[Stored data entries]

━━━━━━━━━━

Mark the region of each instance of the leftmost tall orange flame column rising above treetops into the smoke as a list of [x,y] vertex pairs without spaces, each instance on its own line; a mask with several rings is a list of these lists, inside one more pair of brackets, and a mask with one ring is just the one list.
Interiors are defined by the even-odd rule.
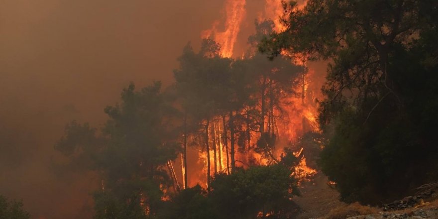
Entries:
[[246,0],[227,0],[225,2],[225,29],[218,30],[219,21],[213,27],[202,32],[202,38],[213,38],[221,46],[222,57],[230,58],[233,55],[234,44],[240,30],[240,24],[245,16]]

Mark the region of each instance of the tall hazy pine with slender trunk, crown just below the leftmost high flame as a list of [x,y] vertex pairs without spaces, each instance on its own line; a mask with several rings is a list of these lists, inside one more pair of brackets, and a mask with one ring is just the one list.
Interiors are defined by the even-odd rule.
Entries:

━━━━━━━━━━

■ Task
Copy out all the data without changing anything, and drop the pictures.

■ Response below
Mark the region of each instance of the leftmost tall orange flame column rising above treetops into the smoke as a list of [x,y] vertex pairs without spaces, each instance on its own line; a mask with several rings is a list of these lists, inside one more pair of brackets, and a mask with one ring is just the one list.
Interiors are defined by the even-odd rule.
Entries:
[[246,0],[227,0],[225,2],[225,29],[218,30],[219,21],[213,27],[202,32],[202,38],[213,38],[221,46],[222,57],[230,58],[233,55],[234,44],[240,30],[240,24],[245,16]]

Mark the region of each instance of the tall hazy pine with slender trunk, crown just below the leftmost high flame as a list of [x,y] vertex pairs without spaces, each instance on its own line; a mask with several rings is a list of these lists, inside one more pair of brackets, and a mask with one ring is just the one list.
Interiors are defined by the even-odd rule.
Entries:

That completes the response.